- _Requirements_
Please convert the records below into a single JSON list of strings, with one string per line and blank lines omitted.

- _Data lines_
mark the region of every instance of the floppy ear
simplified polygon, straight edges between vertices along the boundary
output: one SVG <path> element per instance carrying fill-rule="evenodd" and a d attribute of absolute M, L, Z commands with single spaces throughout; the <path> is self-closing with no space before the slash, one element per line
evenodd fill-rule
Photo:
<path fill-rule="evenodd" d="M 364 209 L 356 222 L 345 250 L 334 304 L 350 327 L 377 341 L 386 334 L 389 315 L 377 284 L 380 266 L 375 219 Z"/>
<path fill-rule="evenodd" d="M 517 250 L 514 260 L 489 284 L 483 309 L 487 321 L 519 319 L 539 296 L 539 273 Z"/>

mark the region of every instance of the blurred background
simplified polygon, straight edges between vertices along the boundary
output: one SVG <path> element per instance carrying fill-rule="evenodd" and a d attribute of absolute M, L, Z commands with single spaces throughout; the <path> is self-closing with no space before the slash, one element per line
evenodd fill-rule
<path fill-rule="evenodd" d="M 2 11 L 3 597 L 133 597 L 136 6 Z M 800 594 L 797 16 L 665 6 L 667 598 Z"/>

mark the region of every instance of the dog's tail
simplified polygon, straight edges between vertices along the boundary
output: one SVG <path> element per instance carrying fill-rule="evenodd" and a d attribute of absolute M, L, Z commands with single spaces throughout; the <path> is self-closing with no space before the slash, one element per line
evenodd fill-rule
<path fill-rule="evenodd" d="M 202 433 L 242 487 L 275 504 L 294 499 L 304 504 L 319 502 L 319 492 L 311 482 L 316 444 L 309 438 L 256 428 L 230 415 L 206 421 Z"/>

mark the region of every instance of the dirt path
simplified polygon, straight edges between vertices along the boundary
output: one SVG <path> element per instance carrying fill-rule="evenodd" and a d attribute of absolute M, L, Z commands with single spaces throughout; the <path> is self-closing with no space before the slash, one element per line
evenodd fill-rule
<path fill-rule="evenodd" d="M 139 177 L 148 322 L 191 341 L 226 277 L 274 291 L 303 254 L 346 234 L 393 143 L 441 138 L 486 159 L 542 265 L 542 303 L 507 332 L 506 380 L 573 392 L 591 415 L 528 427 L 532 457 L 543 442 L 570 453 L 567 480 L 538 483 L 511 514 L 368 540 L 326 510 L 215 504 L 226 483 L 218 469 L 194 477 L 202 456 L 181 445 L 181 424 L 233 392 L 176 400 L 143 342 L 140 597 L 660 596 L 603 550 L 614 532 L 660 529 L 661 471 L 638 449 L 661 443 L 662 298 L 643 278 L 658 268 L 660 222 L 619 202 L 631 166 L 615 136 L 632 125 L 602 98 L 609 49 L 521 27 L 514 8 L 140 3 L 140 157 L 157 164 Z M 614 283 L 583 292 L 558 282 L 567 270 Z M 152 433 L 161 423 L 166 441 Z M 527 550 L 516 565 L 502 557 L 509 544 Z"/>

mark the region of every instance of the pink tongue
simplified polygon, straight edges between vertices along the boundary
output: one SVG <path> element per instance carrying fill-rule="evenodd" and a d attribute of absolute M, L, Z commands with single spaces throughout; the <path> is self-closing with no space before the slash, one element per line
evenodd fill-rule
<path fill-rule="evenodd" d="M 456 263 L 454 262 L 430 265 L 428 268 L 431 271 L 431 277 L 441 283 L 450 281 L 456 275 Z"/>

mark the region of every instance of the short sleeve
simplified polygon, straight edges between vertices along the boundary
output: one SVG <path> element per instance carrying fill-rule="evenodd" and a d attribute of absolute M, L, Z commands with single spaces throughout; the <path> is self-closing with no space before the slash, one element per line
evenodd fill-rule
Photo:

- _Finished task_
[
  "mark the region of every instance of the floppy ear",
  "simplified polygon, straight edges between vertices along the boundary",
  "output: one SVG <path> element per instance carrying fill-rule=\"evenodd\" and a d attribute of absolute M, L, Z commands with single spaces throughout; the <path> is self-closing with no space before the slash, one element per line",
  "evenodd fill-rule",
  "Photo:",
  "<path fill-rule=\"evenodd\" d=\"M 364 209 L 356 222 L 345 250 L 334 304 L 350 327 L 377 341 L 386 334 L 389 315 L 377 284 L 380 266 L 375 219 Z\"/>",
  "<path fill-rule=\"evenodd\" d=\"M 517 250 L 514 260 L 489 284 L 483 309 L 487 321 L 519 319 L 539 296 L 539 273 Z\"/>",
  "mark the region of every instance of the blurred background",
  "simplified polygon, straight edges between vertices along the boundary",
  "output: one SVG <path> element per instance carrying fill-rule=\"evenodd\" and a d attribute of absolute M, L, Z commands with single spaces throughout; the <path> is self-closing with no space before the slash, one element per line",
  "evenodd fill-rule",
  "<path fill-rule=\"evenodd\" d=\"M 2 11 L 3 597 L 133 597 L 136 6 Z M 800 594 L 797 16 L 665 6 L 667 598 Z\"/>",
  "mark the region of every instance of the dog's tail",
  "simplified polygon, straight edges between vertices along the boundary",
  "output: one SVG <path> element per instance carrying fill-rule=\"evenodd\" and a d attribute of absolute M, L, Z commands with single spaces throughout; the <path> is self-closing with no space before the slash, one element per line",
  "evenodd fill-rule",
  "<path fill-rule=\"evenodd\" d=\"M 202 433 L 242 487 L 275 504 L 294 499 L 304 504 L 319 502 L 319 492 L 311 482 L 316 444 L 309 438 L 256 428 L 230 415 L 206 421 Z\"/>",
  "mark the region of every instance of the dirt path",
  "simplified polygon, straight edges between vertices along the boundary",
  "output: one SVG <path> element per instance carrying fill-rule=\"evenodd\" and a d attribute of absolute M, L, Z commands with single spaces throughout; the <path> is self-closing with no space before the slash, one element per line",
  "evenodd fill-rule",
  "<path fill-rule=\"evenodd\" d=\"M 139 177 L 148 322 L 191 341 L 226 277 L 274 291 L 303 254 L 346 234 L 393 143 L 441 138 L 486 159 L 542 265 L 542 303 L 507 332 L 506 380 L 573 392 L 591 415 L 528 427 L 532 457 L 543 442 L 570 453 L 567 480 L 538 483 L 511 514 L 368 540 L 326 510 L 215 504 L 226 483 L 218 469 L 194 477 L 202 456 L 181 445 L 181 424 L 233 392 L 176 400 L 143 342 L 140 597 L 660 596 L 603 550 L 614 532 L 660 529 L 661 471 L 638 449 L 661 443 L 662 298 L 643 278 L 658 268 L 660 222 L 619 202 L 631 166 L 615 136 L 632 125 L 602 98 L 609 49 L 521 27 L 514 8 L 140 3 L 140 157 L 157 164 Z M 614 283 L 583 292 L 558 282 L 567 270 Z M 152 433 L 161 423 L 166 441 Z M 527 550 L 516 565 L 502 557 L 509 544 Z\"/>",
  "mark the region of every instance of the pink tongue",
  "simplified polygon, straight edges between vertices along the boundary",
  "output: one SVG <path> element per instance carrying fill-rule=\"evenodd\" and a d attribute of absolute M, L, Z commands with single spaces throughout; the <path> is self-closing with no space before the slash, one element per line",
  "evenodd fill-rule",
  "<path fill-rule=\"evenodd\" d=\"M 456 263 L 454 262 L 430 265 L 428 268 L 431 271 L 431 277 L 441 283 L 450 281 L 456 275 Z\"/>",
  "mark the region of every instance of the short sleeve",
  "simplified polygon, straight edges between vertices along the boundary",
  "output: one SVG <path> element per instance carrying fill-rule=\"evenodd\" and a d attribute of absolute M, L, Z commands with single spaces throughout; the <path> is self-closing with no space before the slash, one element per line",
  "evenodd fill-rule",
  "Photo:"
]